■ Work required
Rewrite each of the entries below, replacing "largest circle" with "biggest circle" and leaving everything else unchanged.

■ Source data

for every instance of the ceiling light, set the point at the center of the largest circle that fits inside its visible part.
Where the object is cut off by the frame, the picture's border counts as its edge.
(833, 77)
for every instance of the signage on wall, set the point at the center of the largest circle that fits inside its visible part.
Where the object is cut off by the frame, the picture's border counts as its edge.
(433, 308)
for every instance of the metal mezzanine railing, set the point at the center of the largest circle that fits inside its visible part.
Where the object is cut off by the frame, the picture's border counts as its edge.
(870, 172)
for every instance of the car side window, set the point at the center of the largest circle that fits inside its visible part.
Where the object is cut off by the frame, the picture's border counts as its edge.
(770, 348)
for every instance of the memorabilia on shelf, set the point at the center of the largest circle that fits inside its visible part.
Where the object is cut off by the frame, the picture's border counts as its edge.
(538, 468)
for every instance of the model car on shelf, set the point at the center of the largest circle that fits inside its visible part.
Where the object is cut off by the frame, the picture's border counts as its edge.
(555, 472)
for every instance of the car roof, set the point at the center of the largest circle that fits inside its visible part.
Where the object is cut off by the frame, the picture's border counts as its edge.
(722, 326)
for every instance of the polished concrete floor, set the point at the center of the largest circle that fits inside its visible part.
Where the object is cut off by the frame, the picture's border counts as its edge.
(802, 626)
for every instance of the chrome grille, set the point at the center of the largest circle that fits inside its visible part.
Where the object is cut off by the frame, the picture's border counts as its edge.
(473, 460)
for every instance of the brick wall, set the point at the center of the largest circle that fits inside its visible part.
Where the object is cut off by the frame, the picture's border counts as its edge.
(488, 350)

■ The output
for every instance of the ceiling light, set the point at the center of the biggest circle that fits inside its visible part.
Where the object is cut off by the frame, the picture's border counts as its edge.
(833, 77)
for every instance of the signage on wall, set the point at the center of the biggest circle that fits inside its visible part.
Where the object is cut off by the frame, the picture's border counts as its edge.
(433, 308)
for every instance of the metal mezzanine railing, set the point at the center of the biggest circle that fits inside its visible part.
Where the object is cut off by the frame, the picture's border counts as its edge.
(870, 172)
for every instance of the car side window, set the point at the center of the biggest circle that fits inside its visible part.
Where the object is cut off by the frame, the picture's border counts as its edge.
(770, 348)
for every instance of the memorabilia on shelf, set the point at the center of the biggest circle that fits inside its visible part.
Where the object is cut off by the frame, the picture's border counts as its edge.
(538, 468)
for every instance of the model car on shelf, set the point at the center of the biggest circle that fits inside its visible part.
Where the object is cut off by the frame, the picture's border counts as its edge.
(555, 472)
for every instance of the car roof, set the point at the center of the biggest circle that fits inside its visible part.
Where the object is cut off by the frame, the picture's border counts as its edge.
(722, 326)
for every instance of the polished concrete floor, set the point at the center of the biggest circle that fits inside its visible part.
Where the object is cut off by the frame, the picture's border counts as its edge.
(802, 626)
for every instance of the chrome grille, set the point at the center of the biggest circle that fits inside its visible part.
Where the object is cut off by the frame, the picture's border counts as its edge.
(473, 460)
for every instance of the brick wall, set the point at the center of the biggest circle that fits inside its visible part.
Where the object is cut off by the frame, the picture's border counts as its edge.
(488, 350)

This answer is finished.